_Tâches à réaliser_
a) D'après le texte sur la minicentrale de la MRC de Mékinac, pourquoi ce projet est-il si important pour la communauté ? Répondez en une à trois phrases.
b) Rédigez la suite du texte sur la minicentrale de la MRC de Mékinac, à partir de sa dernière phrase.

##### Texte du document #####

Voici l'illustration, M. le Président. Dans la MRC de Mékinac, on travaille depuis maintenant au-delà d'une dizaine d'années sur un projet, justement, de minicentrale hydroélectrique de moins de 50 MW. On considère ce projet comme étant un projet structurant pour le milieu, il a été inscrit dans les priorités du CLD il y a déjà longtemps de même que dans le schéma d'aménagement.
Pourquoi c'est si important? C'est que, pour une petite communauté comme celle-là ? très importante pour la communauté, mais, à l'échelle de l'ensemble du Québec, numériquement, c'est peut-être moins important, il ne faut pas les oublier ? c'est un projet générateur d'emplois, bien sûr pendant les travaux de construction, mais, également, les revenus tirés de l'exploitation d'une telle centrale seraient réinvestis dans le développement économique du territoire.

##### Extraits d'enregistrements #####

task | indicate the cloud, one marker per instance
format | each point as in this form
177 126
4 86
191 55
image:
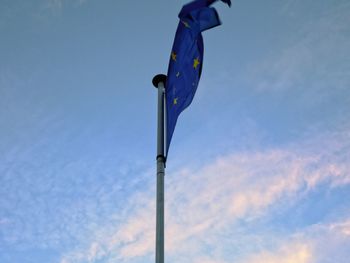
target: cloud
202 205
292 253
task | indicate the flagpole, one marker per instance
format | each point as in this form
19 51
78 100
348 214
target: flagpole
159 82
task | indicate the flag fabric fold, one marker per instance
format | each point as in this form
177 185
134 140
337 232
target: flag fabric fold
186 59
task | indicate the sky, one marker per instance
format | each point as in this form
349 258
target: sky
259 166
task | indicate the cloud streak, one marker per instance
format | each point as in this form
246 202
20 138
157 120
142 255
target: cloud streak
201 205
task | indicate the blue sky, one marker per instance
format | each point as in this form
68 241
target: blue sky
259 166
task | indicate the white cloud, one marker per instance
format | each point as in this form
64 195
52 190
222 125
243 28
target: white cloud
291 253
202 204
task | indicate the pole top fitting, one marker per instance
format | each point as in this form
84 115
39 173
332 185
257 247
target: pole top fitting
158 79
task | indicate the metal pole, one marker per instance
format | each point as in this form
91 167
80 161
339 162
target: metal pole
159 82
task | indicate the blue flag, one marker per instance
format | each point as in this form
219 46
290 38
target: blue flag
186 60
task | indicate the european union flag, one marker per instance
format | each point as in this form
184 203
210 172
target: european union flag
186 60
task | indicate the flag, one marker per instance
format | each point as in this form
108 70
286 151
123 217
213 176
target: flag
186 59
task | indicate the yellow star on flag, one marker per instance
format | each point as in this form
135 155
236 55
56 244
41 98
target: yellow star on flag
173 56
186 24
196 62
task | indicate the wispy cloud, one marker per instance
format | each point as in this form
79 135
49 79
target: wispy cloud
202 205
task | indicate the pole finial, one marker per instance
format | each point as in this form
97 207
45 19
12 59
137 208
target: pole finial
159 78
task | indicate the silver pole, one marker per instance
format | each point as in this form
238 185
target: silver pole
159 82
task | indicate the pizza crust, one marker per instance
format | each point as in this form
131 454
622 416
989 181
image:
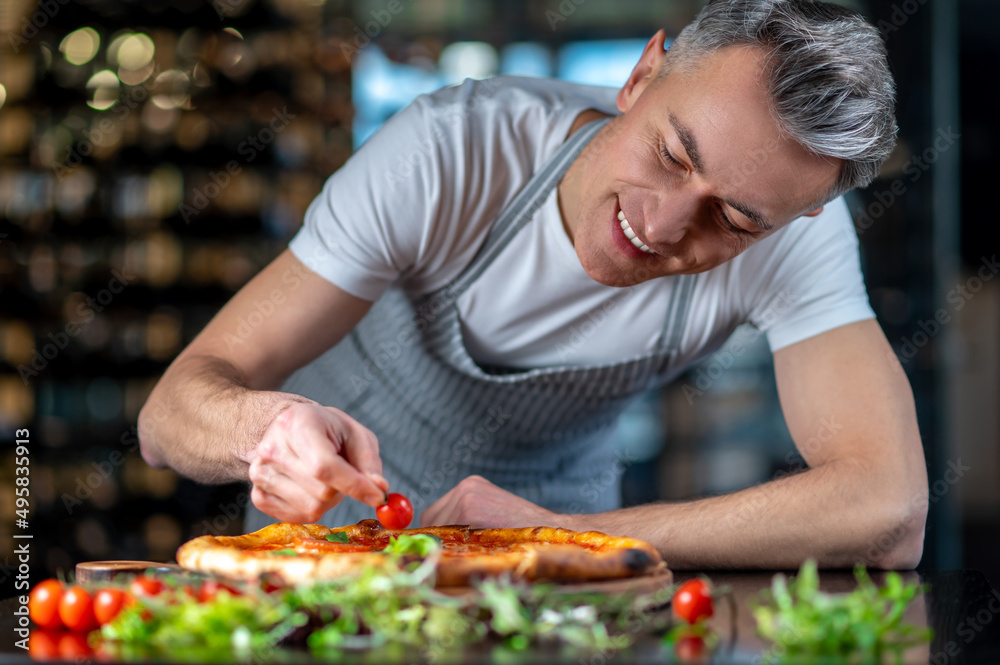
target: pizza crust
538 553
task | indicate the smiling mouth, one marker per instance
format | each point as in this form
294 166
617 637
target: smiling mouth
630 234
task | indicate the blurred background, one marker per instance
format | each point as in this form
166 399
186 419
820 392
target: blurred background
155 155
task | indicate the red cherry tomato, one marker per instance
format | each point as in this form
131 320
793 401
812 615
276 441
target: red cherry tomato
108 603
74 647
76 609
211 588
690 649
43 604
693 601
43 644
396 512
145 586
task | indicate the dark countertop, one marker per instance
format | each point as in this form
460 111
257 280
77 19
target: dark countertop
961 607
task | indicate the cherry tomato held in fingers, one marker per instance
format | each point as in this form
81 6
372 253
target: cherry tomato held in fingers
108 603
693 601
396 512
145 586
76 609
43 604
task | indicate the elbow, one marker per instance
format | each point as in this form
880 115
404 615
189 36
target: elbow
899 540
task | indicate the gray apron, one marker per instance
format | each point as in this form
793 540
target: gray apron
543 433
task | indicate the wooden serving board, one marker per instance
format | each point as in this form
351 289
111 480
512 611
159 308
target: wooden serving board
105 571
90 572
661 578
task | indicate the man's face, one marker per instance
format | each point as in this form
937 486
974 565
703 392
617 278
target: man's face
697 166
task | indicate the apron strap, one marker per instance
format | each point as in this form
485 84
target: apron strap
524 206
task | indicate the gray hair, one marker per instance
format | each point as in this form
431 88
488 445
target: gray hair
828 77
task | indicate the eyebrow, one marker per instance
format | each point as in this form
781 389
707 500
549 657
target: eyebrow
691 148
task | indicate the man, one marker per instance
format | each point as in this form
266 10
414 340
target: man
488 222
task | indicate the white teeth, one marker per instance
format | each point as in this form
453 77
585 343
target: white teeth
630 234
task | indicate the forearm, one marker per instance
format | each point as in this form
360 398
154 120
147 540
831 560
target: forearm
839 513
202 420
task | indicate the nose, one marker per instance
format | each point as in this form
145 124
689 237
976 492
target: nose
671 220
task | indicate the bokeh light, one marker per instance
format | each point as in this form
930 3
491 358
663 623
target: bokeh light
105 86
80 46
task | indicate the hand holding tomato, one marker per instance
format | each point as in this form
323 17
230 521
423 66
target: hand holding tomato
396 512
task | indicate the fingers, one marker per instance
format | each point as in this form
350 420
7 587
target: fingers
439 513
297 500
279 508
311 456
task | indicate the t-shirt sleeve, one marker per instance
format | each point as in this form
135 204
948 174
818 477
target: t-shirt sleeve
808 280
366 226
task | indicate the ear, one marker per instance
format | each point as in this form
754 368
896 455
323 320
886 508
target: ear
644 72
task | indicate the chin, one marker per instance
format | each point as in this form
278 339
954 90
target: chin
603 271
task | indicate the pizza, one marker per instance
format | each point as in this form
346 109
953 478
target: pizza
297 553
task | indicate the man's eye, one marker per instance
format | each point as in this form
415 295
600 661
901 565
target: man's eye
728 224
665 151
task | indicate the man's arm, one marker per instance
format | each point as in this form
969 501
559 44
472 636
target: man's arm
863 498
215 416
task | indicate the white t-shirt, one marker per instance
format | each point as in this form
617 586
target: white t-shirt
417 200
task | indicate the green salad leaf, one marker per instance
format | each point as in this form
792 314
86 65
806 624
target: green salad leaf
864 624
421 544
391 605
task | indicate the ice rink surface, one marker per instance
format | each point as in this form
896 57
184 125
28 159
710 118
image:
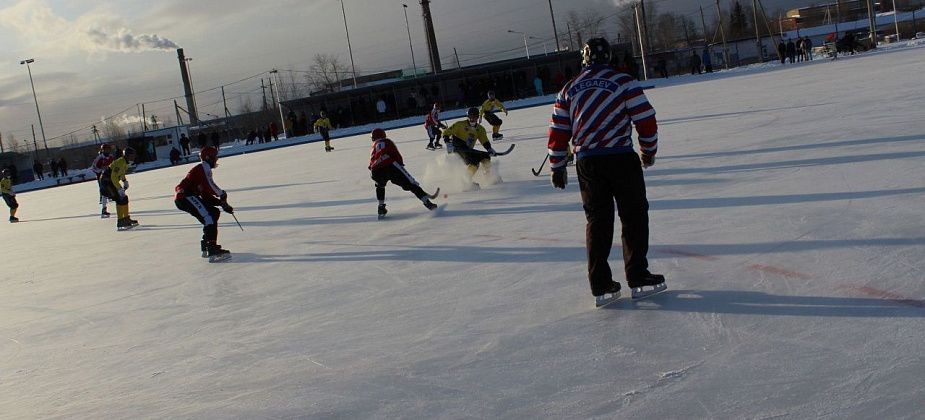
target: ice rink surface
786 213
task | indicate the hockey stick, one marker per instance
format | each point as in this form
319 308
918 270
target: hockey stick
506 151
236 221
536 172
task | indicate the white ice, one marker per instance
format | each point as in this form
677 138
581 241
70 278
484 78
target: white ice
786 213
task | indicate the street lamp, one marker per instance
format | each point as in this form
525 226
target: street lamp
41 126
525 41
413 64
349 49
279 101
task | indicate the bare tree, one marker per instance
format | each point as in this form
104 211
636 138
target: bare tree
112 130
325 73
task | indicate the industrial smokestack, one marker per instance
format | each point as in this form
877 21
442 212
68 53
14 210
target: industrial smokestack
431 38
187 88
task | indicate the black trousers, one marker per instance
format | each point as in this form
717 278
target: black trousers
206 214
605 180
397 174
112 192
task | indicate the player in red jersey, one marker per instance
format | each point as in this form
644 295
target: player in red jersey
386 164
198 195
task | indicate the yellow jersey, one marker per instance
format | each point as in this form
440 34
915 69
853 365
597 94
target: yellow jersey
467 133
117 169
491 105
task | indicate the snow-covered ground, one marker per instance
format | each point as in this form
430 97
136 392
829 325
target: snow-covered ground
786 212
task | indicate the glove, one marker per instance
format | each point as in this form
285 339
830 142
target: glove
559 178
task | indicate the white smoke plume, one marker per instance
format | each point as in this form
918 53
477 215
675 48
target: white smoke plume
122 40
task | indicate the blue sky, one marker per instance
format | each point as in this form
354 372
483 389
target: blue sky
98 58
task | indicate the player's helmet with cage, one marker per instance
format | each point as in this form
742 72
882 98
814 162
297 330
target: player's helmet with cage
473 115
209 155
595 51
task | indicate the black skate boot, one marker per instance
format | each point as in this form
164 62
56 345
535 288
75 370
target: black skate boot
217 254
647 285
609 296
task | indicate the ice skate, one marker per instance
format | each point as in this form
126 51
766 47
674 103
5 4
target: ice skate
649 285
124 224
609 296
217 254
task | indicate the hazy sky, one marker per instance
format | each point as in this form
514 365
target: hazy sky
97 58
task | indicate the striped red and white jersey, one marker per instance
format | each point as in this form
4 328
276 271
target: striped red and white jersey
384 153
199 182
433 118
595 112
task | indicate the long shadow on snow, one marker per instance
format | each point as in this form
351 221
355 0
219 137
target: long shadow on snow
812 145
473 254
836 160
760 303
711 250
763 200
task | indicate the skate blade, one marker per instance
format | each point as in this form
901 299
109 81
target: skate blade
220 258
606 299
643 292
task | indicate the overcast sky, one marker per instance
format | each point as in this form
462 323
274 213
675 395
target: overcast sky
97 58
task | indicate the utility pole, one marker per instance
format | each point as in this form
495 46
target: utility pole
722 32
554 31
642 48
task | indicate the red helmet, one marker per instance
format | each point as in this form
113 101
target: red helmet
208 154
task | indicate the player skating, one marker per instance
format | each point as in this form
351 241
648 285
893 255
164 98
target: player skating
460 139
115 185
198 195
608 167
6 190
386 164
488 112
99 165
433 125
323 125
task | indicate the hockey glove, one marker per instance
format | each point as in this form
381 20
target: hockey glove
559 178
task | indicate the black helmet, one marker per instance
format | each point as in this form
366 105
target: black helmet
595 51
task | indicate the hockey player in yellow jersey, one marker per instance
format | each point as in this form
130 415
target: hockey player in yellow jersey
488 112
115 187
6 190
460 139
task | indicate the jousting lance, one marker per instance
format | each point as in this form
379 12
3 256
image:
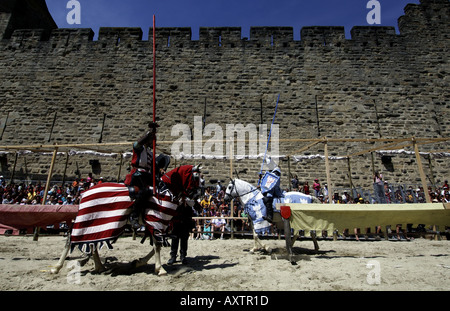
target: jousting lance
270 134
154 105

#####

_Résultats finaux_
a) Le projet créerait des emplois, notamment pendant les travaux de construction. De plus, les revenus tirés de l'exploitation de la centrale seraient réinvestis dans le développement économique du territoire.

b)
Les élus de la région de Mékinac nous disent qu'ils sont convaincus qu'il n'y a pas meilleur moyen de développer leur territoire que de leur permettre justement d'avoir ce genre d'implication, et je suis tout à fait d'accord. On veut mettre en place un projet rassembleur avec la participation des municipalités, bien sûr de la MRC, de la population, de l'entreprise privée. On considère, dans cette région-là, que le gouvernement, en posant ce geste, pose un geste de solidarité et de partenariat.
Il faut dire, M. le Président, que la MRC de Mékinac est l'une des 10 MRC, je veux dire, les moins développées sur le plan économique, malgré les efforts vaillants de ses promoteurs, et elle tient à se donner ce genre d'outils fonctionnels. Elle estime aussi que le sentiment d'appartenance des citoyens à une région ne peut exister que si on donne à cette région et à ses acteurs un minimum d'outils et de leviers de développement.
Alors, de quoi on parle? On parle, dans un milieu comme celui-là, de la réalisation d'un projet qui peut impliquer plusieurs millions d'investissements, on parle de générer des profits qui vont être réinvestis dans le développement économique du territoire, et non seulement dans le développement économique, M. le Président, mais dans le développement social aussi. Je suis sûr que ça intéresse la députée de Bonaventure. Une partie des profits pourraient donc servir au développement social, bonifier par exemple le portefeuille de l'économie sociale dont dispose le CLD, s'il s'agit par exemple d'appuyer davantage le transport adapté.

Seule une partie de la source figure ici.